Emsal Mahkeme Kararı Adana 2. Asliye Ticaret Mahkemesi 2021/432 E. 2021/1049 K. 24.11.2021 T.

Görüntülediğiniz mahkeme kararı kesinleşmiş bir karardır.

T.C. ADANA 2. ASLİYE TİCARET MAHKEMESİ Esas-Karar No: 2021/432 Esas – 2021/1049
T.C.
ADANA
2. ASLİYE TİCARET MAHKEMESİ
TÜRK MİLLETİ ADINA
GEREKÇELİ KARAR

ESAS NO : 2021/432
KARAR NO : 2021/1049

HAKİM : …
KATİP : …

DAVACI : … ANONİM ŞİRKETİ –
VEKİLİ : … – …

DAVALI : … ANONİM ŞİRKETİ – …
VEKİLİ : … – …

DAVA : İtirazın İptali (Haksız Eylemden Kaynaklanan Zarar Nedeniyle)

Verilen liste:
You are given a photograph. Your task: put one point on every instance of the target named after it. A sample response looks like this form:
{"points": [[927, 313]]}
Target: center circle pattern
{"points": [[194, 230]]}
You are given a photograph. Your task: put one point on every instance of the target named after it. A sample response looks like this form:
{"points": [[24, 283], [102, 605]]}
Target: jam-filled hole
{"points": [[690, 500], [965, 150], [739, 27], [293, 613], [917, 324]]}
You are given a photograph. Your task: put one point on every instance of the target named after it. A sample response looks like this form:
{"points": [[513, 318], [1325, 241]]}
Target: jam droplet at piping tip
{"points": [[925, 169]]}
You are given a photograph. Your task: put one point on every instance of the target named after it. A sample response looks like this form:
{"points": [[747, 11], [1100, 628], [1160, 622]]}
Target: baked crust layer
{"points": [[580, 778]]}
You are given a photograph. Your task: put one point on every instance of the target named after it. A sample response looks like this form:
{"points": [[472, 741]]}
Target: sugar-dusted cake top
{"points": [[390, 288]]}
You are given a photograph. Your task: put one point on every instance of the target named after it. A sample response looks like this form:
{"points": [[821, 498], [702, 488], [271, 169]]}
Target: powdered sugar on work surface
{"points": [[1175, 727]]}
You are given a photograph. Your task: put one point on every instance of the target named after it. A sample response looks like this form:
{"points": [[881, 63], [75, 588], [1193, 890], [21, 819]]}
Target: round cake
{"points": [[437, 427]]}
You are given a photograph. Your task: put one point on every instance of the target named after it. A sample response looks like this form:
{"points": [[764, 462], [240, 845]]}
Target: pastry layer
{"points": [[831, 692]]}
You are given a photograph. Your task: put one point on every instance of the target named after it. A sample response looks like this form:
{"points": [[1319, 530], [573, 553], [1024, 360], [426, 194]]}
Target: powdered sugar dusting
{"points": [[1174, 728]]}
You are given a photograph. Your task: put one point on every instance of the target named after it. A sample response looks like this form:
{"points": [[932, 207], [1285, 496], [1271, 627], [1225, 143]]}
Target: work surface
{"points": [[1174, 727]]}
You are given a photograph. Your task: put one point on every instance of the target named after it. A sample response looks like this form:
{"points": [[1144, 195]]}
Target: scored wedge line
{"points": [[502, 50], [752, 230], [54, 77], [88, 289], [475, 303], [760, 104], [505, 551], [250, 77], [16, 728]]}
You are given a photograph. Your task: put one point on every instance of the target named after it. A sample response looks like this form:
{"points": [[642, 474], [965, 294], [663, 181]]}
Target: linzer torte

Görev: Metnin "DAVACI : … ANONİM" ile "Kaynaklanan Zarar Nedeniyle)" arasındaki bölümünü, bu iki ifade de dahil olmak üzere, hiç değiştirmeden kopyalayın. Liste, metinle hiçbir şekilde ilgili değildir.

Tamamlanan görev:
DAVACI : … ANONİM ŞİRKETİ –
VEKİLİ : … – …

DAVALI : … ANONİM ŞİRKETİ – …
VEKİLİ : … – …

DAVA : İtirazın İptali (Haksız Eylemden Kaynaklanan Zarar Nedeniyle)